Rows:
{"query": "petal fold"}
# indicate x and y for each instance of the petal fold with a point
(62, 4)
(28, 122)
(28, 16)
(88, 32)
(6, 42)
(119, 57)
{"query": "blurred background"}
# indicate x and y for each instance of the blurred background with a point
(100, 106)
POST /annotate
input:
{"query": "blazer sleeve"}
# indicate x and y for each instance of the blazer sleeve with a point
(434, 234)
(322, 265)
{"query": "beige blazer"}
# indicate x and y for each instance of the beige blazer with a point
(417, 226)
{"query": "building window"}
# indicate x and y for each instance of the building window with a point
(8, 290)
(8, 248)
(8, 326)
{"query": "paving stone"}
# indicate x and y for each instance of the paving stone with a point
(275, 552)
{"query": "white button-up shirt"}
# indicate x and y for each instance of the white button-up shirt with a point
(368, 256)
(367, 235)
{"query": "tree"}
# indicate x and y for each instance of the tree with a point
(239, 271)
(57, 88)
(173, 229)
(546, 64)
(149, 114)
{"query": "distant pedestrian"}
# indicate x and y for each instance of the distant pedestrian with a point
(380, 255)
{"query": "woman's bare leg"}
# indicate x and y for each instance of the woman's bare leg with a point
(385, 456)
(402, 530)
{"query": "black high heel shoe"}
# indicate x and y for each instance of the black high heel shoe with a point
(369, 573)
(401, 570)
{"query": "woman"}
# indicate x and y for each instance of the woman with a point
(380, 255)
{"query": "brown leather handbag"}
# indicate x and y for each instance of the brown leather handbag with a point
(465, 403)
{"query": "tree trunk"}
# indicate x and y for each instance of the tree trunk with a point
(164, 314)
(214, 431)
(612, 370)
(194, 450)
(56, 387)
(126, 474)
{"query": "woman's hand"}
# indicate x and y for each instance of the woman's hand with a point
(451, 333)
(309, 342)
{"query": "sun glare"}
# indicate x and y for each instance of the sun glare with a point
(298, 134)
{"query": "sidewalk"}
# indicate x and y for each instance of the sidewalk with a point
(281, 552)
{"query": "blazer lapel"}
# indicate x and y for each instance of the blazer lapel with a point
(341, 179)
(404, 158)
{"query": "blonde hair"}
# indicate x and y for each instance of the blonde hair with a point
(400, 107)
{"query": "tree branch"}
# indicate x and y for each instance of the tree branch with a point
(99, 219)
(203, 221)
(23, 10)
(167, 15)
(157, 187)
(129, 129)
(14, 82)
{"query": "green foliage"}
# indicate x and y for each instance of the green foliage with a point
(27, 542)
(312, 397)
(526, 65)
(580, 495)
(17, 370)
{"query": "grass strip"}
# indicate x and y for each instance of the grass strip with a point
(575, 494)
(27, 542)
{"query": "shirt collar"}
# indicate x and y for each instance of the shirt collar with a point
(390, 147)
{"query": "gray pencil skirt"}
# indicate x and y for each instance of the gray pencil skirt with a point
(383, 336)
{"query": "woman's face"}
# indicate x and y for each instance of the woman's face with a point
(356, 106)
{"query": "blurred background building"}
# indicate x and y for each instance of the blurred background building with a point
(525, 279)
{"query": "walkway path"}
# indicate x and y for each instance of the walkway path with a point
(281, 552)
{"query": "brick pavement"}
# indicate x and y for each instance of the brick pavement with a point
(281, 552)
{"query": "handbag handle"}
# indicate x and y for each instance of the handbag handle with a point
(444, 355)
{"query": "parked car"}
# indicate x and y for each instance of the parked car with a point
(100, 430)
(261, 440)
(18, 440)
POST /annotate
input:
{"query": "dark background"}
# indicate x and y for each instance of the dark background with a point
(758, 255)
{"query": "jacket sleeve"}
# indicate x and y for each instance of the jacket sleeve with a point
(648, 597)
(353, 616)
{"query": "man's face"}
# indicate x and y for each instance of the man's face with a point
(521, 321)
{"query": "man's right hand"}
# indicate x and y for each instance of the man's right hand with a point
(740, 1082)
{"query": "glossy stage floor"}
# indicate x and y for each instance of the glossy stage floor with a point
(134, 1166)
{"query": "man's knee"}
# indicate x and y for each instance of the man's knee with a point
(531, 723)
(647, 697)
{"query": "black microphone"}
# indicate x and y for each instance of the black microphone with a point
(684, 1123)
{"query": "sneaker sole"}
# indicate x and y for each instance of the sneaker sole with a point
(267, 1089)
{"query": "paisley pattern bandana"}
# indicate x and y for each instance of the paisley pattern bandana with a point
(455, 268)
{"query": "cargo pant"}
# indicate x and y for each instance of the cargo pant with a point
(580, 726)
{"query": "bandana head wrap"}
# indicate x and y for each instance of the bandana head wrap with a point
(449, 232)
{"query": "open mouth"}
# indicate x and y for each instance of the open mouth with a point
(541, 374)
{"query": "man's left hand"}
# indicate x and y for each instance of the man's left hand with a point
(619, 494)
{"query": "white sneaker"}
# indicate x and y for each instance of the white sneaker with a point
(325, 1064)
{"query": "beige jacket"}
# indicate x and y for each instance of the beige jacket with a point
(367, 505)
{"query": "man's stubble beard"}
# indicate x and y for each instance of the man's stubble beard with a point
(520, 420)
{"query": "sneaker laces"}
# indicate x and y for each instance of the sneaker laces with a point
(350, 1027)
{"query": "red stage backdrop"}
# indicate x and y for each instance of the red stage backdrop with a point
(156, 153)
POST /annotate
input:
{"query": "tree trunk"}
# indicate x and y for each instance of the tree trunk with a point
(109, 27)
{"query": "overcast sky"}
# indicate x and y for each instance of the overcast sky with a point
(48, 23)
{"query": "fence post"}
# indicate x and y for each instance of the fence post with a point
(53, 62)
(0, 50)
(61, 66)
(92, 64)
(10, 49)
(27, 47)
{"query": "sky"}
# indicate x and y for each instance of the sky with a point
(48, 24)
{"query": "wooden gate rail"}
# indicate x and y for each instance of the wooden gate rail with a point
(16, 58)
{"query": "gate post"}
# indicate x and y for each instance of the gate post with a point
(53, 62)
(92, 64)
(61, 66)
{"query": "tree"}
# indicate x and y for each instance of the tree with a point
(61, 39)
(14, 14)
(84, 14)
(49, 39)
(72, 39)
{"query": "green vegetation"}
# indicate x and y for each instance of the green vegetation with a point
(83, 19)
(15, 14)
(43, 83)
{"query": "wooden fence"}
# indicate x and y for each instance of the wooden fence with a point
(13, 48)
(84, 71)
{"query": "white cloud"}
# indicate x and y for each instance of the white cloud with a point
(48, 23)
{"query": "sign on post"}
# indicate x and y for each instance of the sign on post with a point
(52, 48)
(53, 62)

Exercise:
Output the records above in their entirety, exactly.

Right answer:
{"query": "petal fold"}
# indicate x and y for each instance of the petal fold with a point
(62, 4)
(28, 122)
(28, 16)
(88, 32)
(6, 42)
(119, 57)
{"query": "blurred background"}
# indicate x and y for each instance of the blurred background with a point
(100, 106)
POST /annotate
input:
{"query": "blazer sleeve"}
# indicate x and y for each instance of the blazer sleeve with a point
(434, 234)
(322, 265)
{"query": "beige blazer"}
# indicate x and y for each instance of the beige blazer with a point
(417, 226)
{"query": "building window"}
# indicate x and y for each instance of the building window with a point
(8, 290)
(8, 248)
(8, 326)
{"query": "paving stone"}
# indicate x and y for each instance of the paving stone with a point
(275, 552)
{"query": "white button-up shirt"}
# indicate x and y for each instance of the white button-up shirt with a point
(368, 256)
(367, 235)
{"query": "tree"}
# indicate x and y for each instance of the tree with a point
(239, 271)
(57, 88)
(173, 229)
(546, 64)
(149, 114)
{"query": "distant pedestrian"}
# indicate x and y for each instance of the distant pedestrian with a point
(380, 255)
{"query": "woman's bare leg"}
# indicate x and y for each instance of the woman's bare leg with a point
(385, 456)
(402, 530)
{"query": "black high heel shoe"}
# indicate x and y for each instance of the black high heel shoe with a point
(369, 573)
(401, 570)
{"query": "woman"}
# indicate x and y for each instance of the woman with a point
(380, 255)
{"query": "brown leather handbag"}
# indicate x and y for each instance of the brown leather handbag with a point
(465, 403)
{"query": "tree trunk"}
# indicate x and y for each instance of the tree trunk with a point
(164, 314)
(214, 431)
(612, 370)
(194, 450)
(56, 387)
(126, 474)
{"query": "woman's hand"}
# indicate x and y for each instance of the woman's hand with a point
(451, 333)
(309, 342)
{"query": "sun glare"}
# indicate x and y for each instance of the sun glare with a point
(298, 134)
{"query": "sidewalk"}
# indicate x and y for each instance of the sidewalk with a point
(281, 552)
{"query": "blazer lapel"}
# indicate x and y for each instance of the blazer lapel with a point
(341, 179)
(404, 158)
{"query": "blonde hair"}
# indicate x and y for each instance of the blonde hair with a point
(400, 107)
{"query": "tree branch"}
# indicate x and y for each instance of the tree branch with a point
(99, 219)
(203, 221)
(23, 10)
(167, 15)
(157, 187)
(129, 129)
(14, 82)
{"query": "green foliage"}
# indicate x and y for each instance of the green foliage with a point
(27, 542)
(312, 397)
(526, 65)
(580, 495)
(17, 370)
{"query": "grass strip"}
# indicate x and y for each instance of the grass strip with a point
(575, 494)
(27, 542)
{"query": "shirt collar"}
# indicate x and y for each instance of the shirt collar with a point
(390, 147)
{"query": "gray pencil skirt"}
# indicate x and y for each instance of the gray pencil skirt with a point
(383, 336)
{"query": "woman's face"}
# indicate x and y for each instance of the woman's face with a point
(356, 106)
{"query": "blurred background building"}
# indicate x and y for each instance of the blurred background building with a point
(525, 279)
{"query": "walkway path"}
# indicate x and y for each instance of the walkway path with a point
(281, 552)
{"query": "brick pavement"}
# indicate x and y for each instance of the brick pavement with a point
(281, 552)
{"query": "handbag handle"}
# indicate x and y for each instance of the handbag handle with a point
(444, 355)
{"query": "parked car"}
# indicate x and y for each instance of the parked car with a point
(100, 430)
(261, 440)
(18, 440)
POST /annotate
input:
{"query": "dark background"}
# indicate x and y for each instance of the dark background with a point
(758, 255)
{"query": "jacket sleeve"}
# indicate x and y for each instance of the jacket sleeve with a point
(648, 597)
(353, 616)
{"query": "man's face"}
# indicate x and y for each instance of the man's face with a point
(521, 321)
{"query": "man's right hand"}
# indicate x and y for each instance of the man's right hand with a point
(740, 1082)
{"query": "glossy stage floor"}
# indicate x and y for each instance of the glossy stage floor with a point
(134, 1166)
{"query": "man's knee"}
# indicate x and y for each instance of the man's knee with a point
(531, 723)
(647, 697)
{"query": "black microphone"}
# indicate x and y for each instance of the black microphone with a point
(684, 1123)
{"query": "sneaker sole"}
# indicate x and y for each instance of the sneaker sole with a point
(267, 1089)
{"query": "paisley pattern bandana"}
# indicate x and y for each instance of the paisley pattern bandana with a point
(455, 268)
{"query": "cargo pant"}
# indicate x and y for each instance of the cargo pant with a point
(580, 726)
{"query": "bandana head wrap"}
# indicate x and y for each instance of the bandana head wrap with a point
(449, 232)
{"query": "open mouth"}
# indicate x and y for each instance of the open mouth with a point
(541, 374)
{"query": "man's left hand"}
# indicate x and y for each instance of the man's left hand with a point
(619, 494)
{"query": "white sneaker"}
# indicate x and y for each instance of the white sneaker with a point
(325, 1064)
{"query": "beige jacket"}
# indicate x and y for each instance of the beige jacket with a point
(367, 505)
{"query": "man's stubble beard"}
# indicate x and y for each instance of the man's stubble beard with a point
(520, 420)
{"query": "sneaker laces"}
# indicate x and y for each instance of the sneaker laces with a point
(350, 1027)
{"query": "red stage backdrop"}
# indicate x and y for each instance of the red stage backdrop with a point
(156, 153)
POST /annotate
input:
{"query": "tree trunk"}
# indicate x and y for each instance of the tree trunk with a point
(109, 27)
{"query": "overcast sky"}
# indicate x and y for each instance of the overcast sky with a point
(48, 23)
{"query": "fence post"}
# indicate x and y for each instance of the fence post with a point
(53, 62)
(0, 50)
(61, 66)
(92, 64)
(10, 49)
(27, 47)
{"query": "sky"}
# indicate x and y for each instance of the sky with a point
(48, 24)
{"query": "wooden gate rail"}
# indicate x and y for each instance of the wooden gate rail with a point
(16, 58)
{"query": "gate post"}
# indicate x and y for each instance of the gate post with a point
(53, 62)
(92, 64)
(61, 66)
{"query": "tree"}
# indicate x and y for each instance of the tree with a point
(61, 39)
(14, 14)
(84, 14)
(49, 39)
(72, 39)
{"query": "green vegetation"}
# indicate x and y for each instance of the green vegetation with a point
(83, 19)
(15, 14)
(43, 83)
{"query": "wooden fence"}
# indicate x and y for each instance of the wooden fence with a point
(13, 48)
(84, 71)
{"query": "white cloud"}
# indicate x and y for each instance of the white cloud with a point
(48, 23)
{"query": "sign on post"}
# indicate x and y for each instance of the sign on post with a point
(52, 48)
(53, 62)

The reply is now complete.